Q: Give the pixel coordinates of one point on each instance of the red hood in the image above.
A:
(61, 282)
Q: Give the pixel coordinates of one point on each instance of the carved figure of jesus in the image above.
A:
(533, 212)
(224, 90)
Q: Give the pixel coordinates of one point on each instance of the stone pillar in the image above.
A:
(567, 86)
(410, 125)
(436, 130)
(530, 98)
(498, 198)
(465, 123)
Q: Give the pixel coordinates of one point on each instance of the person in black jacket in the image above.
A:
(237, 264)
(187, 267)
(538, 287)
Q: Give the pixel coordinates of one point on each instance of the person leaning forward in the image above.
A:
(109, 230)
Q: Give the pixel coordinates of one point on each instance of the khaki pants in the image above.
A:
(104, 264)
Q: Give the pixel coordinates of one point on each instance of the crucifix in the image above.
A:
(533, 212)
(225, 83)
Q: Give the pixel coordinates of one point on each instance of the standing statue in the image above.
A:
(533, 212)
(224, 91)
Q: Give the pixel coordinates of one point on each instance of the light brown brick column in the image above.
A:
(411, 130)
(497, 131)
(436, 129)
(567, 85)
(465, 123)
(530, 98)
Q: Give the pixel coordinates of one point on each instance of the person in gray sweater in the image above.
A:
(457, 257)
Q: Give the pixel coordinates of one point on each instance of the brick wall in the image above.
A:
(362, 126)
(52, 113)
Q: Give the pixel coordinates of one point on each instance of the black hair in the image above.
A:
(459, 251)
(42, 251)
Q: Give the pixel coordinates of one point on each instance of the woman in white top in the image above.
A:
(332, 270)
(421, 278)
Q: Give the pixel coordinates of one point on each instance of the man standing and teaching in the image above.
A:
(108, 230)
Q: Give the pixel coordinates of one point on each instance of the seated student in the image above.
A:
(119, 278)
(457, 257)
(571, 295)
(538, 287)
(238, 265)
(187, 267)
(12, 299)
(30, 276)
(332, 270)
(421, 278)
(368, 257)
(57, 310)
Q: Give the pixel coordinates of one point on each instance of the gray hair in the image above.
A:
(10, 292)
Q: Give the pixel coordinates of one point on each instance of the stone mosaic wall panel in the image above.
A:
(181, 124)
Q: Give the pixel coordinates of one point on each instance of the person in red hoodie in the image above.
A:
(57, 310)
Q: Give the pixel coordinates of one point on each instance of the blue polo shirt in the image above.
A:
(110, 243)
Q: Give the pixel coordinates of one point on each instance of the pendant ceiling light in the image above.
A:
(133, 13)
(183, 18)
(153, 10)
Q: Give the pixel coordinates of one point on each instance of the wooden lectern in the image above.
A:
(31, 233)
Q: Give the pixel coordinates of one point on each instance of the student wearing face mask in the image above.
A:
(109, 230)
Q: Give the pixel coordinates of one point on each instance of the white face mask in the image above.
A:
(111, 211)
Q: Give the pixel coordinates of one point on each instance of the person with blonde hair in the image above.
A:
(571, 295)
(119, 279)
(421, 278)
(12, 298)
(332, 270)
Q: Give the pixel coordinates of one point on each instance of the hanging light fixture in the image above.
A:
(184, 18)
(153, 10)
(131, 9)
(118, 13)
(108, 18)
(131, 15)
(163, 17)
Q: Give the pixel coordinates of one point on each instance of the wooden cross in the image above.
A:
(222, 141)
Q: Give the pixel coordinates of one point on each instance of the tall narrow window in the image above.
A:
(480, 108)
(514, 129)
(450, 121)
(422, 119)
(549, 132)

------------------------------

[What is needed]:
Without omitting anything, output the entries exactly.

[Exercise response]:
Q: Give the pixel coordinates of one point on each instance of the red hood in the image above.
A:
(61, 282)
Q: Give the pixel coordinates of one point on each instance of the carved figure of jesus in the image above.
A:
(533, 212)
(224, 90)
Q: Give the pixel coordinates of one point on each instance of the stone pillar in the image above.
A:
(567, 86)
(410, 125)
(436, 130)
(530, 98)
(498, 198)
(465, 123)
Q: Give the pixel coordinates of one point on each instance of the person in black jacket in the image above.
A:
(237, 264)
(187, 267)
(538, 287)
Q: Give the pixel coordinates of one point on each instance of the person leaning forward in the image above.
A:
(109, 230)
Q: Give the pixel coordinates of one point on each instance of the khaki pants in the image above.
A:
(104, 264)
Q: Give the pixel coordinates of one point on each instance of the crucifix in the image above.
A:
(533, 212)
(225, 83)
Q: Give the pixel coordinates of one point on each instance of the standing statue in the image above.
A:
(533, 212)
(224, 91)
Q: Give the pixel coordinates of one point on each instance of the light brown brick column in the image above.
A:
(411, 130)
(497, 131)
(436, 129)
(567, 85)
(465, 123)
(530, 98)
Q: Give the pixel coordinates of one point on each instance of the person in gray sweater in the image above.
A:
(457, 257)
Q: Give the pixel coordinates of one point on each instance of the brick wall in the image above.
A:
(362, 126)
(52, 113)
Q: Give the pixel coordinates of one point on each instance of the black hair in the image above.
A:
(459, 251)
(42, 251)
Q: Give the pixel coordinates of one point on each instance of the woman in white top in the image above.
A:
(332, 270)
(421, 278)
Q: Give the pixel coordinates of one point on each instance of the man standing and teaching in the image above.
A:
(108, 230)
Q: Give the pixel coordinates of one point on each instance of the seated student in the image above.
A:
(119, 278)
(457, 257)
(571, 295)
(538, 287)
(238, 265)
(187, 267)
(12, 299)
(30, 276)
(332, 270)
(421, 278)
(368, 257)
(57, 310)
Q: Give the pixel coordinates of one point on each instance of the gray hair in the image above.
A:
(10, 292)
Q: Give the pixel coordinates of one point on each instance of the stone mosaic wall panel in the image above.
A:
(181, 124)
Q: Give the pixel coordinates of one point on each instance of the person in red hoodie in the image above.
A:
(57, 310)
Q: Give the pixel coordinates of one point on each instance of the blue polo shirt in the image above.
A:
(110, 243)
Q: Give the pixel coordinates of one point on each instance of the pendant ceiling light in the image above.
A:
(133, 13)
(183, 18)
(153, 10)
Q: Give the pixel coordinates of one point on each instance of the wooden lectern in the image above.
A:
(31, 233)
Q: Give the pixel coordinates of one point on each instance of the student wearing face mask in the image above.
A:
(109, 230)
Q: Give the pixel coordinates of one point on each instance of the white face mask in the image above.
A:
(111, 211)
Q: Give the pixel coordinates of one point on each instance of the person with blonde hair in the image above.
A:
(571, 295)
(119, 279)
(421, 278)
(12, 298)
(332, 270)
Q: Give the pixel coordinates of one point on each instance of the hanging light fixture in the image above.
A:
(184, 18)
(153, 10)
(131, 9)
(118, 13)
(108, 18)
(131, 15)
(163, 17)
Q: Give the pixel coordinates of one point on each instance of the wooden cross in the image above.
A:
(222, 141)
Q: Give the pixel coordinates of one point on each instance of the tall narrow window in the image above.
A:
(480, 108)
(514, 129)
(450, 121)
(422, 119)
(549, 132)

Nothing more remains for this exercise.